***** Source excerpt *****
If you jump in balls deep it's going to be a long futile job. Keep solid footing, don't go in at hardly any angle on the slope. That's why I cut threw the dam to keep the machine flat. Been stuck several times not paying attention to what I'm doing. Six inches of the wrong move will hang you. So far I've been able to pull it out with the rubber tired backhoe, just don't keep trying if it won't move.
 

Bruce Higgins

Active Member
Joined
Apr 10, 2012
Messages
37
Location
missouri
The ones that are the most fun are those that have been fixed sometime. Work off of both sides down about eight feet to the waterline building up the dam. Makes the bottom look like a large M. We let the mud set at least three years before knocking down and smoothing up. Still find soft spots. I have found thet the bigger the dozer the less trouble. The 6H XL's we use now are far better than the old 10K's we had.
***** Data block *****
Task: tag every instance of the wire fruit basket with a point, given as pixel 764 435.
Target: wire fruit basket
*****
Challenge: From the forum text on dozing out ponds, repeat word for word the passage starting with "If you jump" and going on through "it won't move.".

Final result:
If you jump in balls deep it's going to be a long futile job. Keep solid footing, don't go in at hardly any angle on the slope. That's why I cut threw the dam to keep the machine flat. Been stuck several times not paying attention to what I'm doing. Six inches of the wrong move will hang you. So far I've been able to pull it out with the rubber tired backhoe, just don't keep trying if it won't move.